[Saved entries]
◆ ◆ ◆ ◆ ◆ ◆ ◆
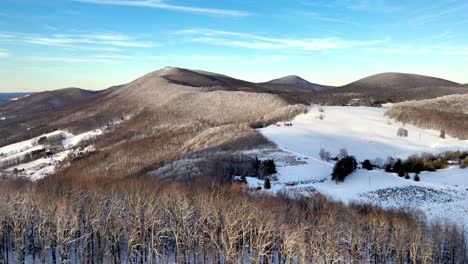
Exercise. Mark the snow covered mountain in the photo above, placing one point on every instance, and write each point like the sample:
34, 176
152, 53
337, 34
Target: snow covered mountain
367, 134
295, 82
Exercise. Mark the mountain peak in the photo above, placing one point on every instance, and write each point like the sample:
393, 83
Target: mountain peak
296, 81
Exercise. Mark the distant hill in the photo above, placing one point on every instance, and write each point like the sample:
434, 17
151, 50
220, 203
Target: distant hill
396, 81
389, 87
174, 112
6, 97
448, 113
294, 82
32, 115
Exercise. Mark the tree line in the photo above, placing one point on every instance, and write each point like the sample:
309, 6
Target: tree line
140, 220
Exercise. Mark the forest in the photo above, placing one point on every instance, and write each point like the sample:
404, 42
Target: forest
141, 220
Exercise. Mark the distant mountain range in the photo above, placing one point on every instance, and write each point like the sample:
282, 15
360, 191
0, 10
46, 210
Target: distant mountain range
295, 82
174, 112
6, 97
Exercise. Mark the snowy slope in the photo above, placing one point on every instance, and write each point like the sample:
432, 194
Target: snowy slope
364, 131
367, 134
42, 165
◆ ◆ ◆ ◆ ◆ ◆ ◆
• [Problem statement]: Could the data above be repeated exactly, with every picture dropped?

• [Solution to the problem]:
Exercise. Mark the snow covered mountain in the photo above, placing one point on every instance, and write each point like the sample:
34, 176
152, 53
337, 34
Target: snow covered mountain
367, 134
295, 82
Exercise. Mark the mountain peak in the photo above, placing one point on every instance, and write each point like the sample:
393, 83
Target: mountain peak
296, 81
Exercise. Mark the distant hill in the photo above, placing one point on every instance, and write each point like the sample:
434, 17
151, 50
220, 203
Target: distant hill
396, 81
389, 87
174, 112
6, 97
448, 113
294, 82
32, 115
Exercise. Mark the tree line in the photo above, placing one point on every instance, and write each point like the sample:
309, 6
Target: tree line
140, 220
Exercise. Mark the forest in the photo above, placing one point on every instance, and write each point like the sample:
404, 42
Target: forest
141, 220
Exercise. Mark the distant mountain range in the photo above, placing one point on every instance, and write each point like the sample:
282, 15
360, 191
0, 10
46, 210
Target: distant mountain range
295, 82
174, 112
6, 97
Exercise. Mark the snowy slope in the photo above, placing one point on every instance, and write each point like the sample:
432, 194
Target: snowy slope
364, 131
367, 134
42, 165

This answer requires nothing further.